→ **Task prompt**
Take the line that contains "Each instance receives one keypoint. Tag the river" and every line after it in the material below, and quote them exactly.

→ **Items**
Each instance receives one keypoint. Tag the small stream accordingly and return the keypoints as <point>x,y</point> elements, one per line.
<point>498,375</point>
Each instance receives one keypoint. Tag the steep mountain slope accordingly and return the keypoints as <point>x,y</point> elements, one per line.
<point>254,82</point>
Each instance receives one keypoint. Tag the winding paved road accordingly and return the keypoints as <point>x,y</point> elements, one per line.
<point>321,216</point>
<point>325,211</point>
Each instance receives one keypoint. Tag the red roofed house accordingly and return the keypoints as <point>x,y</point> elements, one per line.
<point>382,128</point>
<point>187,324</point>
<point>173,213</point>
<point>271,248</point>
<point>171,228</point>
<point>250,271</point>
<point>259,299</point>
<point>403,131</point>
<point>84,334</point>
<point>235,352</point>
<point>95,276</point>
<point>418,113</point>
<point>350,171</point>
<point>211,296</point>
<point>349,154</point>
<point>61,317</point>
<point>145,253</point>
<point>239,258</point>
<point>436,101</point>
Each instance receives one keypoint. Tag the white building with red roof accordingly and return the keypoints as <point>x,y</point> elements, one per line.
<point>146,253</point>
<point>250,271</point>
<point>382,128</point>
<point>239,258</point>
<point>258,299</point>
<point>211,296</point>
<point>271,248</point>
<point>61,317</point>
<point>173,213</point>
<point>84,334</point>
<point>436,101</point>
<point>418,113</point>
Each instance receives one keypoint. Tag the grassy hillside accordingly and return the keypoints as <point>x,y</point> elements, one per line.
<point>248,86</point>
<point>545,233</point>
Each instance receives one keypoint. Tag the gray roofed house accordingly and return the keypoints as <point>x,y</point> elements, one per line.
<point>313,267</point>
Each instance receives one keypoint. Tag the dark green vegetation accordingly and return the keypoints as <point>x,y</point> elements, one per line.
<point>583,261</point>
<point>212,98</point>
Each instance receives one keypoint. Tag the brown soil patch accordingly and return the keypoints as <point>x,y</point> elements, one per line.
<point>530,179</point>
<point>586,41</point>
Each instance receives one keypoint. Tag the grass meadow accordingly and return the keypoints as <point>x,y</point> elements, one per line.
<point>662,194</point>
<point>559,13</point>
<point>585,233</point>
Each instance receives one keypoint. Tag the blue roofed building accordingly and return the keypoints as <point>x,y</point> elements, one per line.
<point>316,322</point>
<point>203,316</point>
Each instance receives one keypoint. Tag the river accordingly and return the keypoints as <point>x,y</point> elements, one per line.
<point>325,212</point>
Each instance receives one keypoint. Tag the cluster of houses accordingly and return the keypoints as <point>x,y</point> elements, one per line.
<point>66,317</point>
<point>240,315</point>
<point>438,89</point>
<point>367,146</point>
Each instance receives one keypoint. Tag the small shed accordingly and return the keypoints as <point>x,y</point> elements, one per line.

→ **Response to the exercise**
Each instance receives one keypoint. Tag the river accordingly and return the keypoints as <point>x,y</point> elements, one per line.
<point>325,212</point>
Each instance receives one keypoint. Tag the cluster of houses accordingly and return the keypoints as <point>x,y</point> elements, one per line.
<point>66,317</point>
<point>240,315</point>
<point>438,89</point>
<point>367,146</point>
Each instance receives one keypoint. Tag the small shed accordingly and return the keypoints as <point>x,y</point> elements, one per line.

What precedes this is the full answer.